-- Start EXERCISE DATA --

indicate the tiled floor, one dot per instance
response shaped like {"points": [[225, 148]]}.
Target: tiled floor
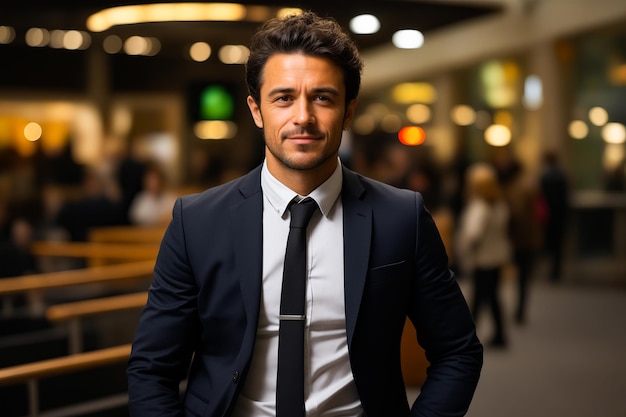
{"points": [[569, 360]]}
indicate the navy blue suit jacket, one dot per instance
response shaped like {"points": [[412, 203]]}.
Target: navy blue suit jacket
{"points": [[201, 317]]}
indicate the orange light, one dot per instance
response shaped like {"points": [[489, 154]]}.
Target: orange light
{"points": [[411, 135]]}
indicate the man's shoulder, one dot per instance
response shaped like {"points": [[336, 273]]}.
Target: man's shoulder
{"points": [[374, 189], [233, 190]]}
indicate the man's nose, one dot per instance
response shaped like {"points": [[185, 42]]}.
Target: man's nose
{"points": [[303, 114]]}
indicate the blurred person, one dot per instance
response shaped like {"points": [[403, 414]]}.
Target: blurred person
{"points": [[15, 255], [99, 204], [555, 194], [375, 258], [153, 205], [522, 194], [483, 243], [130, 175]]}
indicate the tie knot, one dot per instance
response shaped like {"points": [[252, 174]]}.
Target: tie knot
{"points": [[301, 212]]}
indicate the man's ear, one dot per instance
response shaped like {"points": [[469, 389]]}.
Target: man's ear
{"points": [[255, 110], [350, 109]]}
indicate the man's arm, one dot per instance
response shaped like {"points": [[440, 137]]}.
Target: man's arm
{"points": [[167, 331], [445, 329]]}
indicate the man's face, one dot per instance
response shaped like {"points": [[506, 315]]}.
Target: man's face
{"points": [[302, 112]]}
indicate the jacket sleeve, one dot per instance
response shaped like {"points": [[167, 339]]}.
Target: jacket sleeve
{"points": [[444, 328], [167, 330]]}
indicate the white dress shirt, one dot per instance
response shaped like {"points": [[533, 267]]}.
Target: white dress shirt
{"points": [[329, 384]]}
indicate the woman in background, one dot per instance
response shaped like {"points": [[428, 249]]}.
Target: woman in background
{"points": [[483, 243], [152, 206]]}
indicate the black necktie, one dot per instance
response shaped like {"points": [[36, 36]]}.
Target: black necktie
{"points": [[290, 383]]}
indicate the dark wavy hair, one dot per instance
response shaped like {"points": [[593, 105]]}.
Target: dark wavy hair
{"points": [[308, 34]]}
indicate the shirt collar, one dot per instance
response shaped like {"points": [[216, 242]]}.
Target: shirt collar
{"points": [[279, 195]]}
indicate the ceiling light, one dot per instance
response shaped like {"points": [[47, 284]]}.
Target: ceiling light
{"points": [[165, 12], [408, 39], [364, 24]]}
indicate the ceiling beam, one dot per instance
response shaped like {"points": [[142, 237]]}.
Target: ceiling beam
{"points": [[504, 33]]}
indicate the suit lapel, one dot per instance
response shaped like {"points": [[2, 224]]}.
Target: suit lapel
{"points": [[357, 225], [247, 224]]}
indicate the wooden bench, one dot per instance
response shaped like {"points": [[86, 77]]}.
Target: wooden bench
{"points": [[31, 373], [127, 234], [97, 274], [75, 311], [96, 253]]}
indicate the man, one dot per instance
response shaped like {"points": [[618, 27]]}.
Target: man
{"points": [[374, 259]]}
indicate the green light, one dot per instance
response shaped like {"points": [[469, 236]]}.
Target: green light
{"points": [[216, 103]]}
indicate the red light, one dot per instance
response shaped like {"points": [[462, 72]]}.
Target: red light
{"points": [[411, 135]]}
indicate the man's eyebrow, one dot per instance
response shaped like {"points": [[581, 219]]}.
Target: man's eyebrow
{"points": [[280, 90], [318, 90]]}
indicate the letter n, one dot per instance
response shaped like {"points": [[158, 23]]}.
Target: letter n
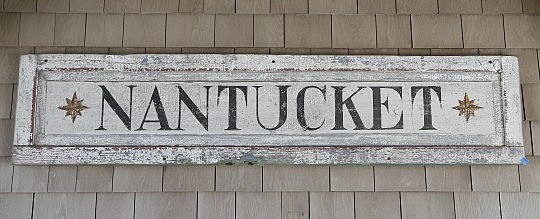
{"points": [[107, 97]]}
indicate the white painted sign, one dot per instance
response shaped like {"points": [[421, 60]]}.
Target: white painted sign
{"points": [[205, 109]]}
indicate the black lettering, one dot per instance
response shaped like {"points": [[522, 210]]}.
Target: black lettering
{"points": [[377, 108], [183, 97], [300, 113], [426, 91], [107, 96], [232, 103], [162, 117], [282, 106], [338, 109]]}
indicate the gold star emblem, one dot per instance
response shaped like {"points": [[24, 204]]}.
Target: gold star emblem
{"points": [[73, 107], [466, 107]]}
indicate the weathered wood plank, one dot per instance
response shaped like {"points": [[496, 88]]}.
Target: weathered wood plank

-- End EXERCISE DATA --

» **SHORT PROBLEM**:
Could you rewrite the records, both ends included, from the line holding "indicate the white painted" through the end of the records, with the point coordinates in the answers scaled by 2.2 and rounded to whole numbers, halves up? Keep the requests and their sample formats unchanged.

» **EXERCISE SOLUTION**:
indicate the white painted sign, one dot per instance
response shaped like {"points": [[421, 60]]}.
Target: white painted sign
{"points": [[451, 240]]}
indicate the black lettering, one dot per instance
response shaped like {"points": [[522, 210]]}.
Target: black lettering
{"points": [[829, 238], [403, 213], [660, 249], [937, 200], [235, 211], [510, 227], [356, 257], [620, 233], [744, 240]]}
indicate the gold star emblem, one dot per instance
response shaped like {"points": [[24, 204]]}.
Target: gold star emblem
{"points": [[161, 235], [1025, 235]]}
indicate the weathered wood plank, one dot per instance
response shaped like {"points": [[496, 88]]}.
Target: weathered wood plank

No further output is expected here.